(Segmentation annotation items)
+ + + + + + +
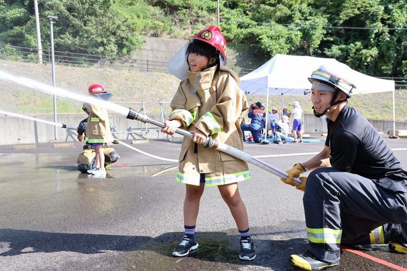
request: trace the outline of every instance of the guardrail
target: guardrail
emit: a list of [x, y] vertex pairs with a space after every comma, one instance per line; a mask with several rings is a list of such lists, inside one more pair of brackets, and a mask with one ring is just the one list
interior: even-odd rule
[[[147, 49], [137, 49], [138, 51], [149, 51]], [[163, 51], [162, 52], [164, 52]], [[140, 59], [131, 57], [111, 58], [97, 54], [73, 53], [62, 51], [54, 51], [55, 63], [56, 65], [75, 67], [97, 67], [111, 69], [126, 69], [144, 72], [157, 71], [168, 72], [168, 62]], [[50, 50], [43, 50], [43, 62], [51, 63]], [[0, 58], [22, 62], [38, 62], [36, 48], [14, 46], [0, 44]], [[253, 70], [235, 69], [239, 76], [248, 74]]]
[[[151, 51], [148, 49], [137, 49], [138, 51]], [[164, 52], [165, 51], [156, 51]], [[43, 62], [51, 63], [50, 50], [43, 50]], [[55, 63], [57, 65], [76, 67], [97, 67], [111, 69], [126, 69], [143, 72], [168, 72], [167, 69], [168, 62], [133, 58], [131, 57], [110, 58], [97, 54], [84, 54], [54, 51]], [[0, 44], [0, 59], [22, 62], [38, 62], [37, 48], [14, 46]], [[230, 67], [239, 76], [247, 74], [254, 70], [238, 67]], [[407, 89], [406, 77], [377, 77], [394, 80], [397, 89]]]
+ + + + + + +
[EXERCISE DIRECTIONS]:
Rewrite the items from their start through the line containing "76], [248, 74]]]", including both ends and the requests, and add -14 to every coordinate value in the answers. Omit the pictures from your answer.

[THE RESULT]:
request: trace the outline of every instance of the guardrail
target: guardrail
emit: a list of [x, y] vertex pairs with a space after every comma, one instance per line; a mask with several rings is a list of such lists, inside one more pair of brackets, and a mask with one ring is just the one list
interior: even-odd rule
[[[133, 35], [123, 35], [124, 37], [135, 37]], [[149, 37], [148, 38], [150, 38]], [[126, 45], [117, 43], [97, 44], [83, 40], [59, 39], [48, 37], [40, 37], [41, 49], [42, 51], [61, 53], [83, 53], [97, 55], [112, 55], [130, 58], [143, 57], [154, 58], [154, 48]], [[36, 36], [29, 36], [29, 48], [37, 49]], [[-14, 44], [8, 48], [24, 48], [22, 34], [0, 32], [-14, 30]], [[239, 56], [221, 55], [225, 62], [234, 60]]]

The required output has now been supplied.